## JOB
Could you update these items by replacing every "keypoint" with "marker" and leaving everything else unchanged?
====== PROVIDED DATA
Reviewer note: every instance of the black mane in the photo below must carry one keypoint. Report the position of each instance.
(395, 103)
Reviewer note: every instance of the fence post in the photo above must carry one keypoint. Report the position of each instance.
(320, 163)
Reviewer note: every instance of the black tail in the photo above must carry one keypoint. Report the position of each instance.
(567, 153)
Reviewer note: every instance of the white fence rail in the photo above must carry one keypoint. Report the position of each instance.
============
## REPLY
Reviewer note: every instance of the black mane in the photo below must carry one marker. Report the position of each instance.
(395, 103)
Reviewer note: every instance of the fence post in the photo above must carry one marker. Report the position of each instance.
(320, 163)
Reviewer note: every instance of the black tail in the photo above must carry one marker. Report the position of each instance.
(567, 153)
Reviewer note: every instance of the white fence rail in the photo above must carry one marker. Report the position of each instance.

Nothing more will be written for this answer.